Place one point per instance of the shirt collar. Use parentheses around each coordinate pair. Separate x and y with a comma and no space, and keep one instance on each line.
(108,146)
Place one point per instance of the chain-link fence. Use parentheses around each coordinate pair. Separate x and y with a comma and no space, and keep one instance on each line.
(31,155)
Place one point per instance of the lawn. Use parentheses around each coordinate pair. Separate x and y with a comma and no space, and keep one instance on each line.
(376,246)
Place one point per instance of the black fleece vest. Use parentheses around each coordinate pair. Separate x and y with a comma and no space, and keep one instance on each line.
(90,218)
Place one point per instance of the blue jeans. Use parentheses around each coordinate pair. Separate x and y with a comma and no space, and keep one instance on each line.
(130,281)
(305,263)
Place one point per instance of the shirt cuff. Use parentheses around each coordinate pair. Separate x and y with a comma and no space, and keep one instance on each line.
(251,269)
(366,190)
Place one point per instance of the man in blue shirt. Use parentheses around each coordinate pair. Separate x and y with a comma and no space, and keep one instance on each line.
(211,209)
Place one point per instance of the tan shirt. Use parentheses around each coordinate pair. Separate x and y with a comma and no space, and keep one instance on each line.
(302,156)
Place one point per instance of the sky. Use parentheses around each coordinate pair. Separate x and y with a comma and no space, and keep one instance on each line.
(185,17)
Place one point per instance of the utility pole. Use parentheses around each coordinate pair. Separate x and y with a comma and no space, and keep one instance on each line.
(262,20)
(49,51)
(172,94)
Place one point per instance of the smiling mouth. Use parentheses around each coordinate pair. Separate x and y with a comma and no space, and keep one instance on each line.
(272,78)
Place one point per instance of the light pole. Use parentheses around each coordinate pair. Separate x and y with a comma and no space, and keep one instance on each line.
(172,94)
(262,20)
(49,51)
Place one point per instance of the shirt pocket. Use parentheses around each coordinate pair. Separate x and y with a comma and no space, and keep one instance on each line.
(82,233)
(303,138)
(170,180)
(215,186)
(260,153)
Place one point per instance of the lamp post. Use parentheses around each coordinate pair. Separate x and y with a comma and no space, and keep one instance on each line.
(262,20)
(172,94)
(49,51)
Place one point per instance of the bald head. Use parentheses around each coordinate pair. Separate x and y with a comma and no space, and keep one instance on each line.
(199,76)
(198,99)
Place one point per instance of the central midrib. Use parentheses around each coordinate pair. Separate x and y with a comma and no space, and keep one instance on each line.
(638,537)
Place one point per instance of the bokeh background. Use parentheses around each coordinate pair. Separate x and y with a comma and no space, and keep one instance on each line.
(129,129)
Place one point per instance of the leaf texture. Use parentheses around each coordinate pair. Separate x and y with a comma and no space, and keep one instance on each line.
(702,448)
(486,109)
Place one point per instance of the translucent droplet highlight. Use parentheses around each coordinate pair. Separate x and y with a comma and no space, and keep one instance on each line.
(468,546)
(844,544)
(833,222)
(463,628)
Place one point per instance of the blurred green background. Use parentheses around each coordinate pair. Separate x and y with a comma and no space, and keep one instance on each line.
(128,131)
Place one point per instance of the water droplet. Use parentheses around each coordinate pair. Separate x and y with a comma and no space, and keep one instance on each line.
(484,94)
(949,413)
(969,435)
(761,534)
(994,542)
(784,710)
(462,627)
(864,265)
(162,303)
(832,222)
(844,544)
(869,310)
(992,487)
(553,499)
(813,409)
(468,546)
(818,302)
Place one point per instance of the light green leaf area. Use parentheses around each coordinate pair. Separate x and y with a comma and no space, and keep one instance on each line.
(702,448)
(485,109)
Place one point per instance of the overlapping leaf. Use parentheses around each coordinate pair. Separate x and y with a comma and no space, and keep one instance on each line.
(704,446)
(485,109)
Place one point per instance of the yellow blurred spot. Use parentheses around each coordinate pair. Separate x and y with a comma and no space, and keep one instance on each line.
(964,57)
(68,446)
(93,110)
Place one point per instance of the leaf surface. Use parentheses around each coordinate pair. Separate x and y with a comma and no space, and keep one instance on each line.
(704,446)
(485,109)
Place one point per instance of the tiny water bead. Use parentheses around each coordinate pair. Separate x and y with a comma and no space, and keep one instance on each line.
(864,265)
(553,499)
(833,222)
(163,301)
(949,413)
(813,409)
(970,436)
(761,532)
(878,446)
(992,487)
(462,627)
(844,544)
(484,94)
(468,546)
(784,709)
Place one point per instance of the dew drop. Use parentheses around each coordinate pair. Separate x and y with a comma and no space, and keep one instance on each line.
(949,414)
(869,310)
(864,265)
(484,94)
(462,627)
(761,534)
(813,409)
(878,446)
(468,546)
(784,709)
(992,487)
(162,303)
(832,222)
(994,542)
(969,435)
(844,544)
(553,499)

### Given instruction
Rewrite all of the entries above, swapping "coordinate pair" for "x-y pair" wherever it occurs and leaving every other word as it is.

### The answer
Place one point per instance of the shirt collar. Use parentheses around each x-y pair. Separate x and y with a comma and no space, and keep one instance on each line.
(108,146)
Place one point per instance of the chain-link fence. Use parentheses around each x-y pair. Separate x and y with a comma and no space, and keep one instance on each line.
(31,155)
Place one point per instance of the lawn. Use parentheses around each x-y pair. Separate x and y with a comma and no space, and keep one instance on each line.
(376,246)
Place one point per instance of the black fleece vest. Use parentheses around each x-y pair. Separate x and y with a comma and no space, and keep one instance on each line.
(90,218)
Place one point per instance of the blue jeans. Use parentheses around each x-y pair. Separate x and y with a comma and no space, and keep one instance on each line.
(130,281)
(305,263)
Place one point per instance of the shirt cuff. Use parentheses around each x-y pair. Separate x and y with a comma and no space, and keep one instance on each line.
(251,269)
(366,190)
Place one point per instance of the man in blue shirt. Use parentheses around each x-y pair. Separate x and y with a comma and no space, and keep one instance on each line.
(211,209)
Place one point per instance of the tan shirt. Use parentheses around each x-y pair. Separate x and y with a comma and no space, and keep one instance on each line.
(302,156)
Place one point per instance of the sky. Use parentheses around each x-y pair. Separate x and y with a comma and no space, and keep one instance on each line.
(185,17)
Place one point per instance of the utility pole. Use parentheses around each x-y pair. Separate x and y with a comma and no space, and keep one instance on each line.
(262,20)
(49,51)
(172,94)
Place one point per instance of the smiling mouth. Use parentheses around each x-y pair. Separate x and y with a comma and no space, and keep one instance on each line.
(272,78)
Place one point per instance of the light pole. Use parentheses around each x-y pair. Separate x and y with a comma and no space, and keep one instance on each line.
(172,94)
(262,20)
(49,51)
Place one point per instance of the shirt pocket. Use parentheses around each x-y pair. Separate x and y with a comma and no space, and keep one instance on each line.
(82,233)
(303,138)
(170,180)
(215,186)
(260,153)
Place one point per instance of the lamp post. Use parentheses around each x-y pair. Separate x and y with a comma and no space, and keep one instance on each line.
(262,20)
(172,94)
(49,51)
Place one point per instance of the bald head. Use parentheses around each x-y pair. Separate x and y with a comma and no space, and keep one instance on each line.
(199,76)
(198,99)
Place one point per instance of the central midrib. Use parentheses around each x-y pair. Separate x and y with a comma and no space, and keep one instance on each line.
(638,537)
Place one point per instance of the bokeh background. Use parentheses around each x-y pair. Separate x and y with a comma and no space, and keep one instance on each line.
(129,129)
Place one point per instance of the leaf texture. Use parentheses around each x-y pair. Separate x and y with a comma and no space, and keep one instance on each line.
(702,448)
(486,109)
Place one point per instance of the translucent droplet highlight. Use parentheses around each x-y pair. Separate x and y with a comma and no space, and keep one instance on each line.
(468,546)
(844,544)
(833,222)
(463,628)
Place one point per instance of the blurred green background. Use parentheses around each x-y pair. Separate x and y with a comma and no space, and keep one instance on each line.
(128,131)
Place one point per instance of the water droplet. Use parentheses around each x-y pair. Separate x and y with a comma and no space, and keep one instance on each line.
(484,94)
(949,413)
(969,435)
(761,534)
(994,542)
(784,710)
(462,627)
(864,265)
(162,303)
(832,222)
(844,544)
(869,310)
(992,487)
(553,499)
(813,409)
(468,546)
(818,302)
Place one point per instance of the light green leaf area. Use parentheses around each x-y pair. Separate x and y with a comma and no space, and keep one instance on each line.
(702,448)
(485,109)
Place one point per instance of the overlapping leaf. Use parentheses around each x-y pair. Separate x and y with a comma and no space, and keep one instance on each line.
(704,446)
(485,109)
Place one point per instance of the yellow blurred spot. Use parentheses around each x-y pair. Separate x and y with a comma and no space, and keep one instance on each line.
(964,57)
(68,446)
(93,110)
Place one point per instance of the leaf surface. Use parentheses around each x-y pair. Separate x and y with a comma and no space, and keep one instance on each line.
(704,446)
(485,109)
Place one point per instance of the tiny water bead. Use parentheses around each x-y pair. Separate x and y with a comma and no space, and keep one instance on each line.
(864,265)
(553,499)
(833,222)
(163,301)
(949,413)
(813,409)
(970,436)
(761,532)
(878,446)
(992,487)
(462,627)
(844,544)
(484,94)
(468,546)
(784,709)
Place one point per instance of the dew drop. Use parentheses around each x-y pair. Separate x and y with a comma and no space, and keep one instance on each line.
(949,414)
(869,310)
(864,265)
(484,94)
(462,627)
(761,534)
(813,409)
(878,446)
(468,546)
(784,709)
(992,487)
(162,303)
(832,222)
(994,542)
(969,435)
(844,544)
(553,499)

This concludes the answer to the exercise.